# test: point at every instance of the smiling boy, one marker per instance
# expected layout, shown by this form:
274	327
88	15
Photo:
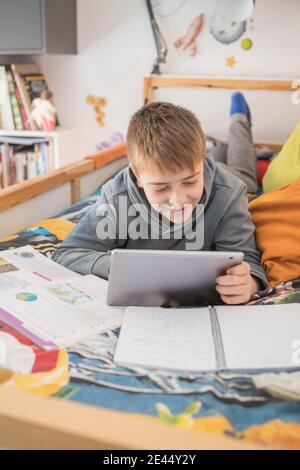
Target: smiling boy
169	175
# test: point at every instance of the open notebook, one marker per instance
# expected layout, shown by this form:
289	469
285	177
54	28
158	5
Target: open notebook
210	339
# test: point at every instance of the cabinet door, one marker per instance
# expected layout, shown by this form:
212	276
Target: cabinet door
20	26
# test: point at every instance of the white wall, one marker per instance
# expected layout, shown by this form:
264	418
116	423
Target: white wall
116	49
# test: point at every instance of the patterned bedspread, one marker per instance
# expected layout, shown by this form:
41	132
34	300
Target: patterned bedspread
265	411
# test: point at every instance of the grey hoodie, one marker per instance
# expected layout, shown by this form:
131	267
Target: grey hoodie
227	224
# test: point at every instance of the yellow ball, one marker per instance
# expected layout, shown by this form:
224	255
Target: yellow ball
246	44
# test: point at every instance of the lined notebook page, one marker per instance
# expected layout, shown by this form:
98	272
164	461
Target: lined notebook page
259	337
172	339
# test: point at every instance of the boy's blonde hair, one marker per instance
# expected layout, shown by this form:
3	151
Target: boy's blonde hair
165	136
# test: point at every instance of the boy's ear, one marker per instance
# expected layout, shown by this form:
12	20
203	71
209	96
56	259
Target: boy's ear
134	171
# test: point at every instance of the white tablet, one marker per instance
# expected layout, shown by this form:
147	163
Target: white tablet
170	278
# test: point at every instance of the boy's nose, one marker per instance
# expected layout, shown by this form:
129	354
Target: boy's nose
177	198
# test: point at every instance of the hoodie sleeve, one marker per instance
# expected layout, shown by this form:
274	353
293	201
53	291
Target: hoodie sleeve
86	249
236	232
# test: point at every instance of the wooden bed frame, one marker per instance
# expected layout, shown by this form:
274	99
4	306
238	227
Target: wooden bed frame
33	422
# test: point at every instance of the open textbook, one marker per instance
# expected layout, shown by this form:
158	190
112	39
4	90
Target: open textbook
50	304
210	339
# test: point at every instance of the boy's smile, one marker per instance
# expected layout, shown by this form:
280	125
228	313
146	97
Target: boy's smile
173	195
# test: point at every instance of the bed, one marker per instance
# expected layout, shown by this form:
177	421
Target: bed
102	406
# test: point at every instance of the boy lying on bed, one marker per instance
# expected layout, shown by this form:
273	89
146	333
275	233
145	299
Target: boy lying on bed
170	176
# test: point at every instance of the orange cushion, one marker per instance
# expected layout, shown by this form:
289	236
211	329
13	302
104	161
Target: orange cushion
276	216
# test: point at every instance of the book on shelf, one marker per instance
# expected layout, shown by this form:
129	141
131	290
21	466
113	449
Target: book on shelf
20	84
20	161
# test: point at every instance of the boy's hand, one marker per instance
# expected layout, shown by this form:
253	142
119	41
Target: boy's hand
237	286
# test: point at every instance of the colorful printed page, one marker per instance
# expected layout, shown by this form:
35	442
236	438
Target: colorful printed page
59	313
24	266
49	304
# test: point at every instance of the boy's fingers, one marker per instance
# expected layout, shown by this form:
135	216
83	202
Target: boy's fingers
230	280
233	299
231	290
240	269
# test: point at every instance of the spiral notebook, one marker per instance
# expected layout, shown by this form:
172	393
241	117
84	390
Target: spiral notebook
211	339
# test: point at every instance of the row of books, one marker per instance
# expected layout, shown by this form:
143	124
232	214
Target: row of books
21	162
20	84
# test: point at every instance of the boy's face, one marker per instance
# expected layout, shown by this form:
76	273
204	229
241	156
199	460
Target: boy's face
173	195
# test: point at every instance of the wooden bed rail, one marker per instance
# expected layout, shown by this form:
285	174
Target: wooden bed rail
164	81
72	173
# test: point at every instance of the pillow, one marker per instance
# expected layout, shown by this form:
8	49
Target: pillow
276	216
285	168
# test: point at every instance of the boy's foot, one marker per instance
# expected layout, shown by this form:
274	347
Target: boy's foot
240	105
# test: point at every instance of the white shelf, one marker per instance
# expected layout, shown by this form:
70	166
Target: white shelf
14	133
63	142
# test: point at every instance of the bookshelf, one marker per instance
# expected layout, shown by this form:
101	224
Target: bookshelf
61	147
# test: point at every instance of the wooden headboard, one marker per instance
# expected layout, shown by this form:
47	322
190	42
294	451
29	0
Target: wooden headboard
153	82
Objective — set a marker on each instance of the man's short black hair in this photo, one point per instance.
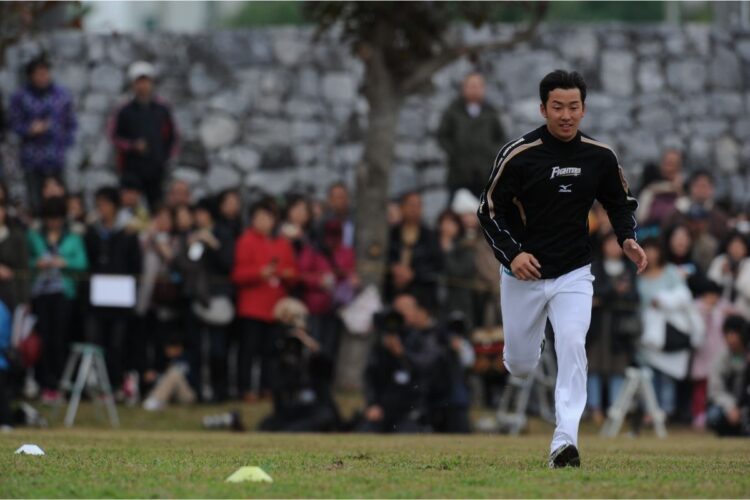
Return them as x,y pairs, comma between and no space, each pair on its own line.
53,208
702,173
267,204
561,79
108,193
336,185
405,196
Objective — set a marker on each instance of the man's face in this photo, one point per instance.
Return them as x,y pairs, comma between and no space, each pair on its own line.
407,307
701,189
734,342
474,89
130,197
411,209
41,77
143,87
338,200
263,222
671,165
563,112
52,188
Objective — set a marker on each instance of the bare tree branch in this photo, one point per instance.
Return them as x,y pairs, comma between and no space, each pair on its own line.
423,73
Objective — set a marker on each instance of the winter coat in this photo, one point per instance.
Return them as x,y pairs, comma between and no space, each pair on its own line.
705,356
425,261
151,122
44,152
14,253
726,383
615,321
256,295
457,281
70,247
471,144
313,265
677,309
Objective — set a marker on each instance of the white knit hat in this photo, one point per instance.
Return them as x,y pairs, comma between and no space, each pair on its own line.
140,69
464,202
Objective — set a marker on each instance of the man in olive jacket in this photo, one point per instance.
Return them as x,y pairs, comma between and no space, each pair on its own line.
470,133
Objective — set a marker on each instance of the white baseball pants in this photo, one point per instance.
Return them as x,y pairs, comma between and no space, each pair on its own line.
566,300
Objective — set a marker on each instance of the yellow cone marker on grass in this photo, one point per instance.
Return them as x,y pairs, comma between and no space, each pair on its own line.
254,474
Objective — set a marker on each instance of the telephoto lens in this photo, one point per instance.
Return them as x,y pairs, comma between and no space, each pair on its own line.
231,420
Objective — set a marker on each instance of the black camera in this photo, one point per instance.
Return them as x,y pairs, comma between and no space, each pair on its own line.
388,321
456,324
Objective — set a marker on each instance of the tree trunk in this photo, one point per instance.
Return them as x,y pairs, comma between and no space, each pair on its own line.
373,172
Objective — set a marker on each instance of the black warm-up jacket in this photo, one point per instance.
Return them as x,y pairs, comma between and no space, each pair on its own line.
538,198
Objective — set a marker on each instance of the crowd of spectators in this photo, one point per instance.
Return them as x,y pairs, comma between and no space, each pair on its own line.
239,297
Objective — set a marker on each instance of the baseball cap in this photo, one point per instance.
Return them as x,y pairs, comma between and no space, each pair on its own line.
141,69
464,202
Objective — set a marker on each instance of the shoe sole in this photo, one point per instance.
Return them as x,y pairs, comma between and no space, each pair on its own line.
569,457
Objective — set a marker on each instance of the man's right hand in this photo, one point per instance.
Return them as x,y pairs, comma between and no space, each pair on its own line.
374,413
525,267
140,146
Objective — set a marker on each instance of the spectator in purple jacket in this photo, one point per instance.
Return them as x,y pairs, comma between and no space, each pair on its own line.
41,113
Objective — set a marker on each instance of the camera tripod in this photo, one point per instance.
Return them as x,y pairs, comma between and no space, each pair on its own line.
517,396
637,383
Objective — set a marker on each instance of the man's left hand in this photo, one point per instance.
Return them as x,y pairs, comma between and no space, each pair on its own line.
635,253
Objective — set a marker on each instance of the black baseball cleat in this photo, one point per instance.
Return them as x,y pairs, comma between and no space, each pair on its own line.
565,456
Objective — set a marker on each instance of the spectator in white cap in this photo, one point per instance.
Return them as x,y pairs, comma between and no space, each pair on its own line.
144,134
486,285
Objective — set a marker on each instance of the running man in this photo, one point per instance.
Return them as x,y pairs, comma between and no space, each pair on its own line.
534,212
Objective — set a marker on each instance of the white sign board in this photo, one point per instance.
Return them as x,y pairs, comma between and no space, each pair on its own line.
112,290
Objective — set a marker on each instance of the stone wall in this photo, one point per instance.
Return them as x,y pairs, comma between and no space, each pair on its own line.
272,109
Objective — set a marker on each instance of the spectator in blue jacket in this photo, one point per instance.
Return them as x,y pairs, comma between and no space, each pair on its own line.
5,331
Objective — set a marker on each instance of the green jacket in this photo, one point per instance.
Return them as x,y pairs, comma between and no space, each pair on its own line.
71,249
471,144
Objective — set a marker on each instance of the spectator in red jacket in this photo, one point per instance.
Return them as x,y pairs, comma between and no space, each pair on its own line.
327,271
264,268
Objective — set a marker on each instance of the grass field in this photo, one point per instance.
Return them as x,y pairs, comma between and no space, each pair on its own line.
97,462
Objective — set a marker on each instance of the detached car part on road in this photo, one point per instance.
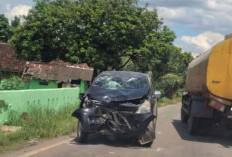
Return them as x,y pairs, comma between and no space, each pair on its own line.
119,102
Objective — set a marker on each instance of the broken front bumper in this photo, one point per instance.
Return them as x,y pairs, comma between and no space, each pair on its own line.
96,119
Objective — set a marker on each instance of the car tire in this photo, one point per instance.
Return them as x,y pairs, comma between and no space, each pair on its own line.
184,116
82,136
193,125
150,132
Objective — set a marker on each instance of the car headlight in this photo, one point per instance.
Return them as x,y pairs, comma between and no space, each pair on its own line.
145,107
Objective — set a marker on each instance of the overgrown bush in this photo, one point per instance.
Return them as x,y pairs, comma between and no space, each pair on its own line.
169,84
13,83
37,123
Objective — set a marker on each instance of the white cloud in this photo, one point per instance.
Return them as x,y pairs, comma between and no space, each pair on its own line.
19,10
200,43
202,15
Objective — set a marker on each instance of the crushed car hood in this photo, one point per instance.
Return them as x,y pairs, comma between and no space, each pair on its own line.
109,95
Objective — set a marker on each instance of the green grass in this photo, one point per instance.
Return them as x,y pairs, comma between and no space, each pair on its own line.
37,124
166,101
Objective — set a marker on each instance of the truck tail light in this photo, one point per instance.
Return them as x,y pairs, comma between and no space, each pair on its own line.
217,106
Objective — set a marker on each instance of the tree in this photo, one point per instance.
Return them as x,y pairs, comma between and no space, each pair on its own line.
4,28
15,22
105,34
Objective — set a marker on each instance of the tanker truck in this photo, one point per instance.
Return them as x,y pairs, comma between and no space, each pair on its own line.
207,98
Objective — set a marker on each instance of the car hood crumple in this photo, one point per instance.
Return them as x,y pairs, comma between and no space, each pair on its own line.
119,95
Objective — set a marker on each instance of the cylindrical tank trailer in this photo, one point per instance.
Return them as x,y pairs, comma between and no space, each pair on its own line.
----------
Directions for this task
If a line in the material above contains the word "tree", it counts; give only the number of such lines.

Output
3